(Point localization data)
────

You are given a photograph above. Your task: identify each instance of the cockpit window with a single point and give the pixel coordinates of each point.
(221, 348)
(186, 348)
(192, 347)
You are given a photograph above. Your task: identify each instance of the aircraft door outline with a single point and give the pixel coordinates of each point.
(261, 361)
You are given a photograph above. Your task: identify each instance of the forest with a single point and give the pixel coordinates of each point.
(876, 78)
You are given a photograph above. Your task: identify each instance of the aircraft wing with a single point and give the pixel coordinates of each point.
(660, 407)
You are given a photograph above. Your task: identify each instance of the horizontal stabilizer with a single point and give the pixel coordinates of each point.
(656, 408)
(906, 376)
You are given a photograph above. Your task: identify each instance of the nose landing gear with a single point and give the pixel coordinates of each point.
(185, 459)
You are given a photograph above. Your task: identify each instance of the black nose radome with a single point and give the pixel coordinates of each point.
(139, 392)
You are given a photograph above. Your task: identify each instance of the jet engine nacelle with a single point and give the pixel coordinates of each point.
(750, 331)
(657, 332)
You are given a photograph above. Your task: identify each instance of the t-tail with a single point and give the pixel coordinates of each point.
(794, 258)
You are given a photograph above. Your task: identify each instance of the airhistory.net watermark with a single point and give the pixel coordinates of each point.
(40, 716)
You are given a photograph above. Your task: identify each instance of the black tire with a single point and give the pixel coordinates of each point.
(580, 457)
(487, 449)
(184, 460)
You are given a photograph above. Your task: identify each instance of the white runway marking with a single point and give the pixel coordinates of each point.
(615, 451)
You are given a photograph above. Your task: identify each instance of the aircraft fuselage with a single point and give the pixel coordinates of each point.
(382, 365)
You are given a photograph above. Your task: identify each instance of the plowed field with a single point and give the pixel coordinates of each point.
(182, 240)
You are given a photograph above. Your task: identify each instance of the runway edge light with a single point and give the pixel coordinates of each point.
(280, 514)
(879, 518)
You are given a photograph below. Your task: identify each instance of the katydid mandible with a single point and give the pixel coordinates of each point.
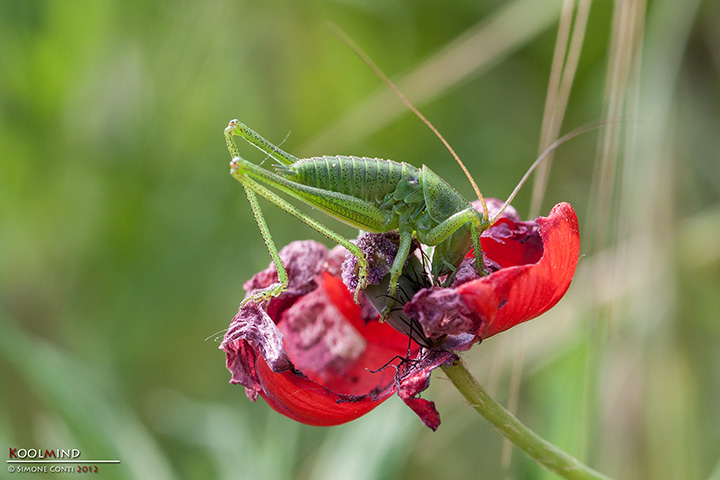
(373, 194)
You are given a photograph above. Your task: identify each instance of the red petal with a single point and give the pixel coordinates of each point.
(515, 294)
(297, 397)
(314, 397)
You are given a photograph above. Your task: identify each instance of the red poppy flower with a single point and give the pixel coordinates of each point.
(318, 358)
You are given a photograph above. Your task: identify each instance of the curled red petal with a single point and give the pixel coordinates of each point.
(296, 396)
(515, 294)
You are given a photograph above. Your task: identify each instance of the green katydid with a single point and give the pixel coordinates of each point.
(375, 195)
(372, 194)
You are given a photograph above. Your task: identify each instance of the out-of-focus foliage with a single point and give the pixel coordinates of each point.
(124, 243)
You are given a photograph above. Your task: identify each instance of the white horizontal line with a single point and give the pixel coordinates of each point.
(62, 461)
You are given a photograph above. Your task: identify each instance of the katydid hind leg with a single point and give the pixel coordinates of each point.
(235, 127)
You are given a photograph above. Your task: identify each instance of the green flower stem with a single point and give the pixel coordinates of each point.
(542, 451)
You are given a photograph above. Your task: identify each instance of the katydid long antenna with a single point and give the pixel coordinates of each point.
(334, 29)
(568, 136)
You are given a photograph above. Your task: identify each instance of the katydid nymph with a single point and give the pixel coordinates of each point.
(375, 195)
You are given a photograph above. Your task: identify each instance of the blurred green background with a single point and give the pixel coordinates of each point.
(124, 243)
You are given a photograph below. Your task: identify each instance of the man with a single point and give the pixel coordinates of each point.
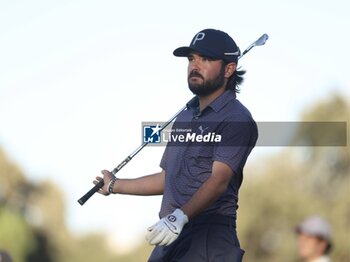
(200, 180)
(314, 240)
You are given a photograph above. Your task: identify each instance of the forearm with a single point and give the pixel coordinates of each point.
(146, 185)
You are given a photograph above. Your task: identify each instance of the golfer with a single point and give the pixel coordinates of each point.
(200, 178)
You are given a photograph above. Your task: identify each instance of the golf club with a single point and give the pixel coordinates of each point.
(83, 199)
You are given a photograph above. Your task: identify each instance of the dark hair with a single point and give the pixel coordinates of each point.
(235, 80)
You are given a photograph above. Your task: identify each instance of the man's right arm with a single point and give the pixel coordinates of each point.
(143, 186)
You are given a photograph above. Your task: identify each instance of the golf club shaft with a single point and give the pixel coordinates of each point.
(100, 184)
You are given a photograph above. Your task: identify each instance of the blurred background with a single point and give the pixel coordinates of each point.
(77, 78)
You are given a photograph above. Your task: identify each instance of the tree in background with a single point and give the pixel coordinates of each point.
(281, 191)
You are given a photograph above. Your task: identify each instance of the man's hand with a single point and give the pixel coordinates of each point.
(167, 229)
(107, 177)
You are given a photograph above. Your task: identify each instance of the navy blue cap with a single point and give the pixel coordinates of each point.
(211, 43)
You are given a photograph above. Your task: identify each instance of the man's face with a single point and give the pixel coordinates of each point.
(205, 75)
(310, 247)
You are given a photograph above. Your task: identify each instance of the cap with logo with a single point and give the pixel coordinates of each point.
(211, 43)
(315, 226)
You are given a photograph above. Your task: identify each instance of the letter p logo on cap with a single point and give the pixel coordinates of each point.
(198, 37)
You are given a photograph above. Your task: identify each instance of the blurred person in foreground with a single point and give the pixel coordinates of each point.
(200, 180)
(5, 257)
(314, 239)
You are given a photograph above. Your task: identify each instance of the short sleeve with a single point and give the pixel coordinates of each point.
(164, 160)
(237, 141)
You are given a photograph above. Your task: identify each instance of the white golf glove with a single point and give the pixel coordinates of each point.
(167, 229)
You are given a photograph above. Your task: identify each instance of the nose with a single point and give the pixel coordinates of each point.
(193, 65)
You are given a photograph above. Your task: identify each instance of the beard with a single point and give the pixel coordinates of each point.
(207, 87)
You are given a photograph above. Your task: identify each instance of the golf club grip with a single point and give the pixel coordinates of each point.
(90, 193)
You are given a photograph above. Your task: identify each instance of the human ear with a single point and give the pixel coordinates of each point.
(230, 69)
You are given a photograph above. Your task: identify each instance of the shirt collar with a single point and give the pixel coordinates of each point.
(216, 105)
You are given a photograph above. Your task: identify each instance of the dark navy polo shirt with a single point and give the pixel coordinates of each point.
(189, 164)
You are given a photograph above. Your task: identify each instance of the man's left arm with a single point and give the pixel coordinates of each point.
(168, 228)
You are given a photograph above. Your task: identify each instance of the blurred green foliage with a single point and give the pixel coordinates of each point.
(277, 194)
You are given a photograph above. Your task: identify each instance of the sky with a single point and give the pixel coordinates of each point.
(77, 78)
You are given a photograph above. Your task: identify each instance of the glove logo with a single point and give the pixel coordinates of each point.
(172, 218)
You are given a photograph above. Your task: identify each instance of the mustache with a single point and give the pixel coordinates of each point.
(194, 73)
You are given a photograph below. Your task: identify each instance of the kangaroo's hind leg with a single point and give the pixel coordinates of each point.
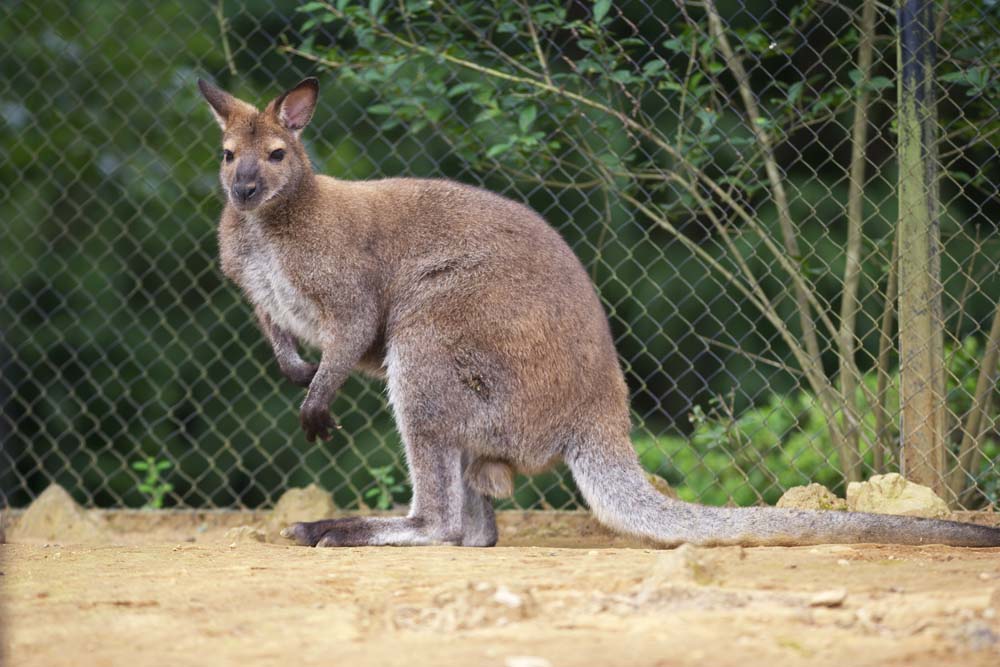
(436, 515)
(479, 524)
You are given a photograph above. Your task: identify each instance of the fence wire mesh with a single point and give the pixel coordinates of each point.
(729, 173)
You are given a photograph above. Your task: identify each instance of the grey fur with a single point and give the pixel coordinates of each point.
(493, 343)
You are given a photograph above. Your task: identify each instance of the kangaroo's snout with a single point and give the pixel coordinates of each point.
(247, 181)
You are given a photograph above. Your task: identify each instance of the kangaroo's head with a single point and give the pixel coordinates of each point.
(263, 159)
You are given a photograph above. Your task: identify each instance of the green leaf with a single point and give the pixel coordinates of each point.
(498, 149)
(795, 92)
(653, 66)
(675, 44)
(527, 117)
(309, 7)
(460, 88)
(601, 8)
(880, 82)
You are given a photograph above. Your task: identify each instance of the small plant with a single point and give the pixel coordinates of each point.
(153, 486)
(385, 487)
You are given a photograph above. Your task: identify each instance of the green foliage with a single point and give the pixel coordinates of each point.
(385, 489)
(784, 442)
(153, 486)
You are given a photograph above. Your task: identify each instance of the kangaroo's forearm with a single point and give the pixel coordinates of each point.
(292, 365)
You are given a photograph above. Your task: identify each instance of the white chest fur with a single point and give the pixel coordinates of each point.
(267, 285)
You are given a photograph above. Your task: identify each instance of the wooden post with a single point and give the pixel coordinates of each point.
(921, 331)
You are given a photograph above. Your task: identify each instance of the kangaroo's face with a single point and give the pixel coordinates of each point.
(261, 152)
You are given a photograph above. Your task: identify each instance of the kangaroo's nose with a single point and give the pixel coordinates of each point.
(244, 191)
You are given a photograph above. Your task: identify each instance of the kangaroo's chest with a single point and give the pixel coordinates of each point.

────

Look for the line with "the kangaroo's face" in the records above. Repeat it and each line after it exactly.

▸ **Response to this exercise**:
You are given a photograph above. Your task: identify each instance of the kangaroo's face with a single point and give the pixel coordinates of each point.
(261, 152)
You are given a photograph above. Your task: identify each instance of the kangaroo's nose with a single point and give the pixel coordinates of each point.
(244, 191)
You are given a photograph above. Your task: identify each instance of the kangaroo's chest with a single point and give the pixel coordinates of each point.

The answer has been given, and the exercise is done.